- [Data listing]

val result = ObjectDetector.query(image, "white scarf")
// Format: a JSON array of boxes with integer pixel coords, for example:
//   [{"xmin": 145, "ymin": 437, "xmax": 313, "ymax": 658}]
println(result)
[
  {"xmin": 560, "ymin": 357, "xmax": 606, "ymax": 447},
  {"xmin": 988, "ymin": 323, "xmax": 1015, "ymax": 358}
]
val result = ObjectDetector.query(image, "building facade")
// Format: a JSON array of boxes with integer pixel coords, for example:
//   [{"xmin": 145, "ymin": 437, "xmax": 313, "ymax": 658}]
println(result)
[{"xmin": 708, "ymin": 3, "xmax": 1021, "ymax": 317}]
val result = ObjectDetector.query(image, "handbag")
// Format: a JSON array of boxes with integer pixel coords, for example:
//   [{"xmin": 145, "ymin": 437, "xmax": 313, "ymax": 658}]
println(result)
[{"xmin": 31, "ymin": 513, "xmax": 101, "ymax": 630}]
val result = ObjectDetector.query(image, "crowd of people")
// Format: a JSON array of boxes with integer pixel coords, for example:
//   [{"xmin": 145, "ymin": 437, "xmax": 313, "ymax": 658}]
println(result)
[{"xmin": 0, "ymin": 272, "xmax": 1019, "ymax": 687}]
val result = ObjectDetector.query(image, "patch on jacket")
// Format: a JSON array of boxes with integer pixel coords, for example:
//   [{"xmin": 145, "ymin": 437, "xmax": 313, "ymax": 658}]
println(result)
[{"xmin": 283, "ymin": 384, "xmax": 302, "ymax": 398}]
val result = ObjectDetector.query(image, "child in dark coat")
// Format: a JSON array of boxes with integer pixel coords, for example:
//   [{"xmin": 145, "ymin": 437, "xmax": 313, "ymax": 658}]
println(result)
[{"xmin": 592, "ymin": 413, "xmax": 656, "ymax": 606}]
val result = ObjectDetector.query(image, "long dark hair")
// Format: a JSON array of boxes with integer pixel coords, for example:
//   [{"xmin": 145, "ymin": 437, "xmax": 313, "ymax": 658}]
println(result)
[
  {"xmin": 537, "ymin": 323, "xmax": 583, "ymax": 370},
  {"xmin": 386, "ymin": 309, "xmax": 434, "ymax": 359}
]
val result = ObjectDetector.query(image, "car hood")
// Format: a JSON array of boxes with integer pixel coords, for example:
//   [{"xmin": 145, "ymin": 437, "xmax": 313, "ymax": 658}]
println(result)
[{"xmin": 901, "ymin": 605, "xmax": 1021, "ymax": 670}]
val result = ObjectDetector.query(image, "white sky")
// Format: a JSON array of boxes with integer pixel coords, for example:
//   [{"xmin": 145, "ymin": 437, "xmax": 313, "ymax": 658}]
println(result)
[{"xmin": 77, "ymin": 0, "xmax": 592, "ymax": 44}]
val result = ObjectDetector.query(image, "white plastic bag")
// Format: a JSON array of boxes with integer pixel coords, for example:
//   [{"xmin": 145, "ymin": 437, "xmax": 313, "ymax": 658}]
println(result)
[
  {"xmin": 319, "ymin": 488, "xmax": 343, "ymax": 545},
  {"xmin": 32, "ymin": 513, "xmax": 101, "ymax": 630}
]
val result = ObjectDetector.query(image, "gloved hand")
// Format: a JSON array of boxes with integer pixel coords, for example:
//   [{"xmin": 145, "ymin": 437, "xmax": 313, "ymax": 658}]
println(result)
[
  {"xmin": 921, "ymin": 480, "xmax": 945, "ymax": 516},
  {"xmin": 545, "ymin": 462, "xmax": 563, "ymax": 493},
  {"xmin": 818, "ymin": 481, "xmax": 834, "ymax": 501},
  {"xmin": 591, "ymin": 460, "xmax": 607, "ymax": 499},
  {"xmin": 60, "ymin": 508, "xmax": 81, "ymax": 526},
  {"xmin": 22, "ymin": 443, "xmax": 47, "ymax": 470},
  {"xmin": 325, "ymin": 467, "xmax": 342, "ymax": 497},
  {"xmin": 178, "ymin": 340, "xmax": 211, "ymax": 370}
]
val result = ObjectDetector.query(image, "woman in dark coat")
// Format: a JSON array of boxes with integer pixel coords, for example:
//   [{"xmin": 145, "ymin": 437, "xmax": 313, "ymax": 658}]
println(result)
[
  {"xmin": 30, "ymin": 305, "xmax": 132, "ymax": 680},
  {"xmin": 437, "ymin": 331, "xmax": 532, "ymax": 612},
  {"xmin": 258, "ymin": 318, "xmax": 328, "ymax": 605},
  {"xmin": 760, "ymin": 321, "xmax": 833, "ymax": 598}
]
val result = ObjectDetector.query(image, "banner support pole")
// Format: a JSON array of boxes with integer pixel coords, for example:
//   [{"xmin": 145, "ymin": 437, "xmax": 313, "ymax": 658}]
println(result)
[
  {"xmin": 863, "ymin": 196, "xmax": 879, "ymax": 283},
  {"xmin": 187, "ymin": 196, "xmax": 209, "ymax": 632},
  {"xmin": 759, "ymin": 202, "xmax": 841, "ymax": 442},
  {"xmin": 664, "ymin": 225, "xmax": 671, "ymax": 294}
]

- [Try it]
Every line in the data that holds the string "white" should be copied.

- [Response to this exercise]
val result = ObjectDetector.query(image, "white scarf")
val result = ObjectDetector.query(image, "white sky")
val result = ObjectDetector.query(image, "white plastic bag")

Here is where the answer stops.